··· SOURCE RECORDS

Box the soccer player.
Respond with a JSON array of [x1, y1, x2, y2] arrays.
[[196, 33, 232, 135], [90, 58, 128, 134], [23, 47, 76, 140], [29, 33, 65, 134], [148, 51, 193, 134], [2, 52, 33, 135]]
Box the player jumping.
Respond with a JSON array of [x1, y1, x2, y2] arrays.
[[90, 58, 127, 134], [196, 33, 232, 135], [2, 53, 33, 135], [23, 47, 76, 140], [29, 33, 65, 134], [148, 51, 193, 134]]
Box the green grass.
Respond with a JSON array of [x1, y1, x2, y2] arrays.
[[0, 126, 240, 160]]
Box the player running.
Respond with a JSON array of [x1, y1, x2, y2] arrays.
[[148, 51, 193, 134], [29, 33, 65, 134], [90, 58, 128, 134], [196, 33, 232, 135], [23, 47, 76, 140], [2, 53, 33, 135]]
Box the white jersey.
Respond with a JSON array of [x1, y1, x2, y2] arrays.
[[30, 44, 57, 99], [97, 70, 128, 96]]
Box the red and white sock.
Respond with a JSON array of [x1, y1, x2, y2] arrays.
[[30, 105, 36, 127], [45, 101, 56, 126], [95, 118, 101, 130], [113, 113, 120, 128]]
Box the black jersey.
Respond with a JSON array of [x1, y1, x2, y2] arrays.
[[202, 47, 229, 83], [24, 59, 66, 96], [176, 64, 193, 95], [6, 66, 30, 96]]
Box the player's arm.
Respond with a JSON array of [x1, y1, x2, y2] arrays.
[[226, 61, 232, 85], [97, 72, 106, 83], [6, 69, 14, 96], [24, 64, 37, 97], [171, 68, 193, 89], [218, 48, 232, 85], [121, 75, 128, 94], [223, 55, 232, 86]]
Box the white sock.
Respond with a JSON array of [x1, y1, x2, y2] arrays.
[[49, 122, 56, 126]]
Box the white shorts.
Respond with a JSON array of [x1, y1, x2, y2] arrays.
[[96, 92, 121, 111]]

······

• **YOUR OBJECTIVE**
Can you return, word for word, the lines of the records starting at the one that contains "Box the player jumping." and ending at the final line of the records?

• **IN RESPONSE**
Box the player jumping.
Respond with a JSON array of [x1, y1, x2, y2] arrays.
[[90, 58, 127, 134], [196, 33, 232, 135], [2, 53, 33, 135], [23, 47, 76, 140], [29, 33, 65, 134], [148, 51, 193, 134]]
Box the green grass.
Respond with a JSON array of [x1, y1, x2, y2] arrays.
[[0, 126, 240, 160]]
Box the player running.
Respond with a JSON array of [x1, y1, x2, y2] arrays.
[[148, 51, 193, 134], [29, 33, 65, 134], [90, 58, 128, 134], [196, 33, 232, 135], [23, 47, 76, 140], [2, 53, 33, 135]]
Box the white jersey.
Respond with a JSON array of [x1, y1, x2, y2] arrays.
[[30, 44, 57, 99], [97, 70, 128, 96]]
Box the red and white sock.
Respond with a JSON array of [x1, y1, x2, y2] arrays.
[[30, 105, 36, 127], [45, 101, 56, 126], [95, 118, 101, 130], [113, 113, 120, 128]]
Box the black jersey.
Respond with a JSON array of [x1, y1, x2, y2] arrays.
[[202, 47, 229, 83], [24, 59, 66, 96], [176, 64, 193, 95], [6, 66, 30, 96]]
Box the player's arm.
Respond with a JSON array of [x1, y1, x2, y2] arrays.
[[226, 61, 232, 85], [97, 72, 106, 83], [6, 69, 14, 96], [24, 64, 37, 97], [171, 68, 193, 89], [218, 48, 232, 85], [121, 75, 128, 94], [223, 55, 232, 86]]
Box the white sock.
Respond with a JSON array of [x1, y1, x2, y2] arrays.
[[49, 122, 56, 126]]
Box the white shorts.
Respond with a JSON array of [x1, y1, x2, y2] arrays.
[[96, 92, 121, 111]]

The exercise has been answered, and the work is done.